━━━━━ Source text

Abstract:Prostate cancer is the second deadliest cancer for American men. While Magnetic Resonance Imaging (MRI) is increasingly used to guide targeted biopsies for prostate cancer diagnosis, its utility remains limited due to high rates of false positives and false negatives as well as low inter-reader agreements. Machine learning methods to detect and localize cancer on prostate MRI can help standardize radiologist interpretations. However, existing machine learning methods vary not only in model architecture, but also in the ground truth labeling strategies used for model training. In this study, we compare different labeling strategies, namely, pathology-confirmed radiologist labels, pathologist labels on whole-mount histopathology images, and lesion-level and pixel-level digital pathologist labels (previously validated deep learning algorithm on histopathology images to predict pixel-level Gleason patterns) on whole-mount histopathology images. We analyse the effects these labels have on the performance of the trained machine learning models. Our experiments show that (1) radiologist labels and models trained with them can miss cancers, or underestimate cancer extent, (2) digital pathologist labels and models trained with them have high concordance with pathologist labels, and (3) models trained with digital pathologist labels achieve the best performance in prostate cancer detection in two different cohorts with different disease distributions, irrespective of the model architecture used. Digital pathologist labels can reduce challenges associated with human annotations, including labor, time, inter- and intra-reader variability, and can help bridge the gap between prostate radiology and pathology by enabling the training of reliable machine learning models to detect and localize prostate cancer on MRI.

━━━━━━━━━━

**Task requirements**. According to the prostate MRI abstract, models trained with which kind of labels achieved the best performance in prostate cancer detection?

━━━━━ Dataset entries

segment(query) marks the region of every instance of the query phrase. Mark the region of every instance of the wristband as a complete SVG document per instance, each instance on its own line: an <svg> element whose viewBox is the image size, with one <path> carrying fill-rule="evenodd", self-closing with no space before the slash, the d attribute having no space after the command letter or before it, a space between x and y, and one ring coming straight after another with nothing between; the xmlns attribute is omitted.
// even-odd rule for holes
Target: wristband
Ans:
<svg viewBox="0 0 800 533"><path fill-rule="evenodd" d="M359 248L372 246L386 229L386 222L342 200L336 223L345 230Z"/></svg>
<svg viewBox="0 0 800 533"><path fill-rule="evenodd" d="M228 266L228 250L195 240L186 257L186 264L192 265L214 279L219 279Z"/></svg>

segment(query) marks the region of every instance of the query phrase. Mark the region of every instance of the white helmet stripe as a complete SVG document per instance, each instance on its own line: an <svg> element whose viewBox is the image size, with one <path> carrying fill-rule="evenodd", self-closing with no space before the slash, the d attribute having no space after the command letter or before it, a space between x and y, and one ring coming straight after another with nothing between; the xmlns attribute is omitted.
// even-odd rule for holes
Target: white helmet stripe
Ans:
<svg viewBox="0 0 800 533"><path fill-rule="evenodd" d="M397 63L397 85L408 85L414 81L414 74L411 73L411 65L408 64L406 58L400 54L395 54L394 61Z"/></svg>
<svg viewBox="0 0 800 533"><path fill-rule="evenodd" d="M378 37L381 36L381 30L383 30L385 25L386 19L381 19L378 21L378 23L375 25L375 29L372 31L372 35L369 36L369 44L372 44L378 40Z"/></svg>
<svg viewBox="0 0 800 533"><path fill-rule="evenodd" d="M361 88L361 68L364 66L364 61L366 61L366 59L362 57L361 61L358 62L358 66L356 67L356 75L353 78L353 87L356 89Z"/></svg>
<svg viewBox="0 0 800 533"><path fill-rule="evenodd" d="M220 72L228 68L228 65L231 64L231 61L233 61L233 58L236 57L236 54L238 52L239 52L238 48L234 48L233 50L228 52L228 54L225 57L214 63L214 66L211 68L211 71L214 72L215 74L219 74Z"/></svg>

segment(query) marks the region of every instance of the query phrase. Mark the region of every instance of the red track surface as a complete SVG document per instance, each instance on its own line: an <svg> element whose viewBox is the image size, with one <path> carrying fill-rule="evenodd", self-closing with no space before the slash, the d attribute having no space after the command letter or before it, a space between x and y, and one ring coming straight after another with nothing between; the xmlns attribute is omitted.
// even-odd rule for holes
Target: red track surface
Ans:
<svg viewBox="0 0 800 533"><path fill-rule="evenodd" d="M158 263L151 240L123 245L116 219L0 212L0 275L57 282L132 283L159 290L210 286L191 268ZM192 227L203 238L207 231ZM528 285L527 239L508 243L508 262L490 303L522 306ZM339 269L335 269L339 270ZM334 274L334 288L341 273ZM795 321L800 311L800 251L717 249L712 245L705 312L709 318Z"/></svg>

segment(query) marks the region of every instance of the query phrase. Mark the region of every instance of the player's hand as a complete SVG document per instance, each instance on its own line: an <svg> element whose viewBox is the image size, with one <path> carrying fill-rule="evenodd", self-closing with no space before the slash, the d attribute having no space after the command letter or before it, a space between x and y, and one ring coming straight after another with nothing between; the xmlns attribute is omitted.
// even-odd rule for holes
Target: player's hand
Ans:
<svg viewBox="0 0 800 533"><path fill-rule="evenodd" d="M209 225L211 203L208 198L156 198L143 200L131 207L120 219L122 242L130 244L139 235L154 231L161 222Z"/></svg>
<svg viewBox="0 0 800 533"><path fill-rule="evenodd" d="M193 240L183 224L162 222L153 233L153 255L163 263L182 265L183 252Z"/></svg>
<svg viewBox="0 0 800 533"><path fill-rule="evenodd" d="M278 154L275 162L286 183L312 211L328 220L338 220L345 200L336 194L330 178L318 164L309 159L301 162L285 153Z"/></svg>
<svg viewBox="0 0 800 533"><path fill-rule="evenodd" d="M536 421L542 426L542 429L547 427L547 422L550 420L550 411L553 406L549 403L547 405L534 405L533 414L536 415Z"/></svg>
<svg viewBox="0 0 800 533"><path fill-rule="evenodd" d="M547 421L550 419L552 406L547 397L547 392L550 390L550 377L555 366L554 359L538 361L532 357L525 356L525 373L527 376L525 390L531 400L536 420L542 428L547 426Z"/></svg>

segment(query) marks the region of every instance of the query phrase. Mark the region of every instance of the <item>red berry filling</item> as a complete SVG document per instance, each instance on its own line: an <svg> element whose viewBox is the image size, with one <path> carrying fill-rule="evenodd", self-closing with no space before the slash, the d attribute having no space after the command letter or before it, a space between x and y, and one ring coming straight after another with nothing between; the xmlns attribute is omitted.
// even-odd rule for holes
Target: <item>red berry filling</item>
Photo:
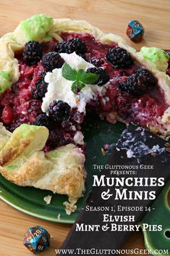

━━━━━━━━━━

**The completed task**. Digital pathologist labels